§ **Exercise objective**:
Write the records out again, exactly as they stand below.

§ **Source material**:
* * * * * * * * *
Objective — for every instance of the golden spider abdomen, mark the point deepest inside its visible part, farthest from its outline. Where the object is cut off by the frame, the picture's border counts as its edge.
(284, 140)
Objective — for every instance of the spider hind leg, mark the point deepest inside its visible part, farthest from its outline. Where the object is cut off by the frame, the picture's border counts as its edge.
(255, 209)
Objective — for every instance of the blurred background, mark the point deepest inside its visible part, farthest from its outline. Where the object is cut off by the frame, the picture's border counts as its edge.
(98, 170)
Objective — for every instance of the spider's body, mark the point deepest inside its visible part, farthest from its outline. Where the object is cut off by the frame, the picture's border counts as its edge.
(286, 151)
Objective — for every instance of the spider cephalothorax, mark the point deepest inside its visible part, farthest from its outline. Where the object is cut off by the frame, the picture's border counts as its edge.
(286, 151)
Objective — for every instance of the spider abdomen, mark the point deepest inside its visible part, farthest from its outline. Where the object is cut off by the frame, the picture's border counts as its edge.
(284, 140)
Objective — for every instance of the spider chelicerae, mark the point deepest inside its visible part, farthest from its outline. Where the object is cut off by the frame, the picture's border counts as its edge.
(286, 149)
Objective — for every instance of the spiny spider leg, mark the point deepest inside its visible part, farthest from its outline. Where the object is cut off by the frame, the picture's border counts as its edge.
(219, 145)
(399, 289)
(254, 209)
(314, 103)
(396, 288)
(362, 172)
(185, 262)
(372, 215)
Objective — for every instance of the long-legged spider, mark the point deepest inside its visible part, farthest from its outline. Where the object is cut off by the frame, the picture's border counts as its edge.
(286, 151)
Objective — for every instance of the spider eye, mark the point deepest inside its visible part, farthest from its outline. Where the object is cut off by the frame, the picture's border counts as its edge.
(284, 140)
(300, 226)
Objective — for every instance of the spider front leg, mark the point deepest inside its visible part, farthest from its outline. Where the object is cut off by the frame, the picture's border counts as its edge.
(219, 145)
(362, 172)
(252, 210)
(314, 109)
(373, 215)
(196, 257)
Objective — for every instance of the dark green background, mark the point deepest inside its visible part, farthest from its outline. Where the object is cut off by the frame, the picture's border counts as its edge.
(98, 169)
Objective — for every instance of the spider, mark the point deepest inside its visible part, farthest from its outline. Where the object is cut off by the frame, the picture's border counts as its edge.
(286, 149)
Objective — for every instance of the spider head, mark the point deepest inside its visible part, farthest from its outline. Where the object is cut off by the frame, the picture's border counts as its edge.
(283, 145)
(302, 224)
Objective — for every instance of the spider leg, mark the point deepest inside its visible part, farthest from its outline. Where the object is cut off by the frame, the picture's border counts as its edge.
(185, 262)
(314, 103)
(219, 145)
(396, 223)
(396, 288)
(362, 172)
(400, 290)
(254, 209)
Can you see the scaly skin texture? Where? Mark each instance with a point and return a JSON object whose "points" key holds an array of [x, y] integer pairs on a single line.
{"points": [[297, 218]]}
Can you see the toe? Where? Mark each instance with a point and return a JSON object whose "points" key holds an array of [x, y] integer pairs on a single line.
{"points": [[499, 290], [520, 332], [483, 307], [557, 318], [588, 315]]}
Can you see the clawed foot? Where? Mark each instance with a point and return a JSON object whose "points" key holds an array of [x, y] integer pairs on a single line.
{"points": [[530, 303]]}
* * * * * * * * *
§ **Response below**:
Objective — for every instance of the golden spider abdomen, mark the point deepest inside its visible part, farthest from its outline. Where the object is cut off by the frame, the picture's border counts as its edge.
(284, 140)
Objective — for every instance of the spider hind leg, mark the point deepest inside its visible part, farthest from its outline. Where the object is cut off by the frame, the picture's border counts as its edge.
(255, 209)
Objective — for every instance of the blurred background, mark the point deepest inside its visible part, farthest from its outline. Where the object is cut off by the frame, the picture's border counts as its edge.
(98, 170)
Objective — for every instance of the spider's body, mark the point deepest inside its visible part, farthest from its outline. Where the object is cut off by the frame, the picture's border counts as its edge.
(286, 151)
Objective — for every instance of the spider cephalothorax, mark the point deepest inside its visible part, farthest from its outline. Where the object is cut off by the frame, the picture's border counts as its edge.
(286, 151)
Objective — for every instance of the spider abdomen, mark the point deepest inside its visible part, farthest from its outline. Where the object is cut off by the frame, the picture's border counts as its edge.
(284, 140)
Objective — for every instance of the spider chelicerae, mark the point deepest inside its visible part, farthest from its outline. Where the object is cut off by the frame, the picture's border counts as its edge.
(286, 149)
Objective — for every instance of the spiny spider leg, mark the point deepest inside its visible part, farthest from its outline. Where the object is cut off by the frame, the picture's border counts as its edge.
(219, 145)
(399, 289)
(254, 209)
(314, 103)
(396, 288)
(362, 172)
(185, 262)
(372, 215)
Objective — for every instance of the long-legged spider, mark the point deepest inside its visible part, farthest from its outline. Where the object is cut off by the frame, the picture's border counts as its edge.
(286, 151)
Objective — for every instance of the spider eye, mark the point deepest inside its visible part, farthest from its outline. Where the object is cut off by the frame, the picture's border counts as its edge.
(284, 140)
(300, 226)
Objective — for every instance of the spider front leg, mark the point deepest inside its visible part, farthest from its outline. Where the object is cut off by the frame, the picture's border counts as its edge.
(219, 145)
(362, 172)
(252, 210)
(314, 109)
(373, 215)
(196, 257)
Objective — for every instance of the dark green background, mark the point deepest inside its visible part, farthest from its outline. Where the object is cut off by the frame, the picture's border counts as its edge.
(98, 169)
Objective — for every instance of the spider, mark the point deepest inside its visible part, farthest from its outline. Where the object is cut off by the frame, the picture's border counts as its edge.
(286, 149)
Objective — for every instance of the spider head, mark the point deepest inside its visible part, farthest from its outline. Where the object is cut off by the frame, the picture's border counts as its edge.
(283, 145)
(302, 224)
Objective — for every instance of the spider leg, mark the point deepest inside its visible part, farthest from its outline. Where the object is cut off by the frame, the picture's border counts as its edge.
(185, 262)
(314, 103)
(219, 145)
(396, 223)
(396, 288)
(362, 172)
(400, 290)
(254, 209)
Can you see the scaly skin texture? Where? Mark each instance with a point and return a JSON object whose "points" key holds an array of [x, y] integer pairs on a single line.
{"points": [[297, 218]]}
Can you see the toe? Where? Mark each instance with a point and return a JSON object whose "points" key holds an array of [x, y] integer pairs on a single line.
{"points": [[499, 290], [520, 332], [483, 307], [557, 318], [588, 315]]}
Can you see the clawed foot? Where? Mark each instance with a point and return a JSON object whose "points" key holds an array of [x, y] integer pairs on a single line.
{"points": [[530, 303]]}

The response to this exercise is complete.